__The problem__
What is needed is an exact transcription of the line with "of the soccer" and all the lines that follow it in the entries below; add nothing else.

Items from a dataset
= = = = =

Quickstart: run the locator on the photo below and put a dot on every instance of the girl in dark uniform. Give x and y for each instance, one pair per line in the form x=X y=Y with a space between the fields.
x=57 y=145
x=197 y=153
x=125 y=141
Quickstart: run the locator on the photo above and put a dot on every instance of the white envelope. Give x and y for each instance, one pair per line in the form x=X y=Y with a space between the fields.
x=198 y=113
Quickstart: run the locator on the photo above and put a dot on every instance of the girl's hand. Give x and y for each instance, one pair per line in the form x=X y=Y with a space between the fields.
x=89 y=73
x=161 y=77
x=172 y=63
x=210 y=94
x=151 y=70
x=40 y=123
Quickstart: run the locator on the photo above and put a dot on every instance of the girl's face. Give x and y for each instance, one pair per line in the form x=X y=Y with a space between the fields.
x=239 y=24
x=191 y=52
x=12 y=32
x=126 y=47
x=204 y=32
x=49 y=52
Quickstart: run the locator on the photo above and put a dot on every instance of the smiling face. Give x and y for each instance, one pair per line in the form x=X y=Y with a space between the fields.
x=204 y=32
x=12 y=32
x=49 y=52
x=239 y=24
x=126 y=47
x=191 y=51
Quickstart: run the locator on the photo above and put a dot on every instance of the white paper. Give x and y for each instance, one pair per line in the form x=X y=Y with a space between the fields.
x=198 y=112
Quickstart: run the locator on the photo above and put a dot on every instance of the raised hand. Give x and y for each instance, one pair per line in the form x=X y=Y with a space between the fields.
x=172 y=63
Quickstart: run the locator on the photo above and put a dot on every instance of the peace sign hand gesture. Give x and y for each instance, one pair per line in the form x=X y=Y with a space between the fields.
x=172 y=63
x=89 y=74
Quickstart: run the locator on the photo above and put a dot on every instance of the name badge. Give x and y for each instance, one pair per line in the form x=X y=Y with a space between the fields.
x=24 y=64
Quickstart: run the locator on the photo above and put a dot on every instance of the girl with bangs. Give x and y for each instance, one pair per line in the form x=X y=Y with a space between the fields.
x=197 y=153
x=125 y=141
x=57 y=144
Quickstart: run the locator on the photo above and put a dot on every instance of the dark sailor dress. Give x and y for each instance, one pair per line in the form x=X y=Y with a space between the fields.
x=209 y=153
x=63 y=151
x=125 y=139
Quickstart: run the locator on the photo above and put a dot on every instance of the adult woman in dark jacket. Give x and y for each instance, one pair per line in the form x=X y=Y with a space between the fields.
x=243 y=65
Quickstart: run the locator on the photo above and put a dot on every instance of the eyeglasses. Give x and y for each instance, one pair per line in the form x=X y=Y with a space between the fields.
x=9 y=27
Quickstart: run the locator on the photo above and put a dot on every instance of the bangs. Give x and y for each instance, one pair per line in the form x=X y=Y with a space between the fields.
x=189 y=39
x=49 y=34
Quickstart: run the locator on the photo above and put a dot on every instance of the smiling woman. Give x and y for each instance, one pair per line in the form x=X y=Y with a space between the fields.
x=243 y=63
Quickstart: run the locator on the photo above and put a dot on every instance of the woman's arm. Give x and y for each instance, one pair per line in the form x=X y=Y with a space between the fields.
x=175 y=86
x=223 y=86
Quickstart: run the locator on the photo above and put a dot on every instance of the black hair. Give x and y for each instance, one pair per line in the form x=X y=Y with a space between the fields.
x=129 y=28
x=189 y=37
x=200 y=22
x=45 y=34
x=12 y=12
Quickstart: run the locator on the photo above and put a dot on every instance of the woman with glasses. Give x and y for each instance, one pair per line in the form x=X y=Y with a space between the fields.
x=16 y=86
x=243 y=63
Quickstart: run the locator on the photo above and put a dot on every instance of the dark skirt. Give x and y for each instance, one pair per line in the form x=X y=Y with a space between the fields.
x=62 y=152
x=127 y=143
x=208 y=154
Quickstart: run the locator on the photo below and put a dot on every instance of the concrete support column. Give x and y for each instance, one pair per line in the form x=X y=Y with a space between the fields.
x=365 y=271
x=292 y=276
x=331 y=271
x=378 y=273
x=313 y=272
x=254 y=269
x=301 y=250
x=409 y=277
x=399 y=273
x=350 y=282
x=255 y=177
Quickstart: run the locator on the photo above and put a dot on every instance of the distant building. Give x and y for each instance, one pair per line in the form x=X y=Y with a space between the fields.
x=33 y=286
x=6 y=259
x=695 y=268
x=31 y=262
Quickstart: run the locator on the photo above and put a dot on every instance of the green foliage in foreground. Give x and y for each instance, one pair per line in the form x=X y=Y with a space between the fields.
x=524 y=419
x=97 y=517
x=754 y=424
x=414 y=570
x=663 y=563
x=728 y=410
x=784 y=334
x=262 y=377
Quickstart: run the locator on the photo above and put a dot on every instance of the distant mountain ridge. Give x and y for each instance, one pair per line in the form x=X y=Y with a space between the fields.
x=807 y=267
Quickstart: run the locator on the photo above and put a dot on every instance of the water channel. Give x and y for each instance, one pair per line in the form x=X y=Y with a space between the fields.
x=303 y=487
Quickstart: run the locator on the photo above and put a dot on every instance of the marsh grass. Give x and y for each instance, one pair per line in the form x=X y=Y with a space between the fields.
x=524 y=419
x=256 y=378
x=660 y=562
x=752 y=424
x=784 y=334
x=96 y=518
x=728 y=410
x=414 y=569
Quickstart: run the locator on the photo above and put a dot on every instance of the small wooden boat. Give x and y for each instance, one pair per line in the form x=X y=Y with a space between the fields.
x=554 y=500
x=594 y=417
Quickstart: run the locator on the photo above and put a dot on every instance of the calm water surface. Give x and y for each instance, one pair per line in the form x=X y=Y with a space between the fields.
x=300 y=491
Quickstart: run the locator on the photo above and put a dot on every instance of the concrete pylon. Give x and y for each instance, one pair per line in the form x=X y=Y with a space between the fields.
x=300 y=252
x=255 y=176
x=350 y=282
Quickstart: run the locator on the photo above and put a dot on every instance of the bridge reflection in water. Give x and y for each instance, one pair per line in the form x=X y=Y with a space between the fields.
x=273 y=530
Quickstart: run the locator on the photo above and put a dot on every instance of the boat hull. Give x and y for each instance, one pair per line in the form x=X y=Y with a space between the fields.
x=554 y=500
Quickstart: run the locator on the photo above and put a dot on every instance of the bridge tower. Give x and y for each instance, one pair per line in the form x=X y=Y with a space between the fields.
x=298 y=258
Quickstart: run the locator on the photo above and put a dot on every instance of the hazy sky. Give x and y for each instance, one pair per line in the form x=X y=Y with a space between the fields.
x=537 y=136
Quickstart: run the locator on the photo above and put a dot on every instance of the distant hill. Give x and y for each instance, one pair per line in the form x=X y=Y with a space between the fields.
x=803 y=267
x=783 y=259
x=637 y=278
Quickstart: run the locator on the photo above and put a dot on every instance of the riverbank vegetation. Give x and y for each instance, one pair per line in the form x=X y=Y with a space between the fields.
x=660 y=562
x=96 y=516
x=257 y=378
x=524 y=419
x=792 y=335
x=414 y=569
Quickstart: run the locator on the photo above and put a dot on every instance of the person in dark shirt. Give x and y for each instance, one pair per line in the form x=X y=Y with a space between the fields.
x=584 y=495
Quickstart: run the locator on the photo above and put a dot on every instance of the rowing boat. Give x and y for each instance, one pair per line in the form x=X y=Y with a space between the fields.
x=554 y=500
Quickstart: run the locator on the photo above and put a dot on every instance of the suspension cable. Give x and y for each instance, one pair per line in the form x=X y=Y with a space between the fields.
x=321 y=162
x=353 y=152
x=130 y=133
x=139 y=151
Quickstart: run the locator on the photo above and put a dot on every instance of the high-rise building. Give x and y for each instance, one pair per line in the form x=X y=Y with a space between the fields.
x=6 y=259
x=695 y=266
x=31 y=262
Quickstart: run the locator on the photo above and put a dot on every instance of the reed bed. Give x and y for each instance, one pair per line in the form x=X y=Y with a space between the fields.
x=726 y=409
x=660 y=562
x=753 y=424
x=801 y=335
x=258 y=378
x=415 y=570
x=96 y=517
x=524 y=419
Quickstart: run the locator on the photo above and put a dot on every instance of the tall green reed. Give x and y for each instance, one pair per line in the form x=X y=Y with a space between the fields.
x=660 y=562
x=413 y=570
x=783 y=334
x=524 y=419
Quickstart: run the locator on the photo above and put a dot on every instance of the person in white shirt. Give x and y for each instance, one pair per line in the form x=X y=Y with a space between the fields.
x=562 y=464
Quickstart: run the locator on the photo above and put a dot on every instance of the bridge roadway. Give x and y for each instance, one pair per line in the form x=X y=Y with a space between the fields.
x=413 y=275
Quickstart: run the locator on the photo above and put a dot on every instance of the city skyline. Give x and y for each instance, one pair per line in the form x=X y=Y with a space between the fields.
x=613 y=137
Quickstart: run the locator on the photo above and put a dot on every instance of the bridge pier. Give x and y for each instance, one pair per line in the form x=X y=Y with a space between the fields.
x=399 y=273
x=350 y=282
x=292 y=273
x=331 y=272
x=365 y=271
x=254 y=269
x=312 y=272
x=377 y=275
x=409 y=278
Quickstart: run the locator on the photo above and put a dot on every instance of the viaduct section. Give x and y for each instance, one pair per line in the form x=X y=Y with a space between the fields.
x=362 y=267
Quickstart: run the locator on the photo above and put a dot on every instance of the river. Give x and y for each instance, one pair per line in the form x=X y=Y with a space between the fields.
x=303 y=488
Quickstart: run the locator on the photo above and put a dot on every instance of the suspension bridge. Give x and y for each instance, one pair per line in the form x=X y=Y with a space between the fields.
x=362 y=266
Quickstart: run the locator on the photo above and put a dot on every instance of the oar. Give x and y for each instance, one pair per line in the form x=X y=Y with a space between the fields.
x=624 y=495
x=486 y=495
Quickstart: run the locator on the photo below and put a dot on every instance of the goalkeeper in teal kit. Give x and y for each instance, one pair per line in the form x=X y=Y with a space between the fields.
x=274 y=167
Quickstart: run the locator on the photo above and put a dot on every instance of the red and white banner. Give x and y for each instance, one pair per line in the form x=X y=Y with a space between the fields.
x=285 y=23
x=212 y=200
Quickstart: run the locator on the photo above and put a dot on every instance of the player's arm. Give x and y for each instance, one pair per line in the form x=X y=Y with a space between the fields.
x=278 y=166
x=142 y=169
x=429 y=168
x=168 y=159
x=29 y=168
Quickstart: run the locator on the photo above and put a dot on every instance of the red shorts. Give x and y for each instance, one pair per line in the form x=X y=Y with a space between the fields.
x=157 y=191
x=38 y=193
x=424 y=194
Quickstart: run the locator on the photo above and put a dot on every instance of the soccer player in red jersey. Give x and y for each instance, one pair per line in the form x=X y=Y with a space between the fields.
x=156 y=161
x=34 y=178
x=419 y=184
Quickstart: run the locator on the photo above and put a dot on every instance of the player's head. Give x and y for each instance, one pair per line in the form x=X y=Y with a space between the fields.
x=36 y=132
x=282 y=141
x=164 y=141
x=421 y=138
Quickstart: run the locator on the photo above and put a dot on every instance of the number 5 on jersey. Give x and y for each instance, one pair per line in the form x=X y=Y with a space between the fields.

= = = = =

__Finished task__
Quickstart: run the locator on the photo above and put a dot on every instance of the soccer player in red jersey. Give x and y for each instance, one pair per line in the form x=X y=Y with a space between the fields.
x=156 y=161
x=34 y=178
x=419 y=184
Quickstart: run the locator on the photo above and put a dot on every instance of the player's head. Give x and y for each instance, one pair per line in the form x=X y=Y with a space between the fields.
x=36 y=132
x=282 y=141
x=164 y=141
x=421 y=138
Quickstart: run the locator on the photo above and put a dot on every instance of the number 5 on jersey. Give x and y for each instance, one pair per line in the form x=X y=Y with a space between the fields.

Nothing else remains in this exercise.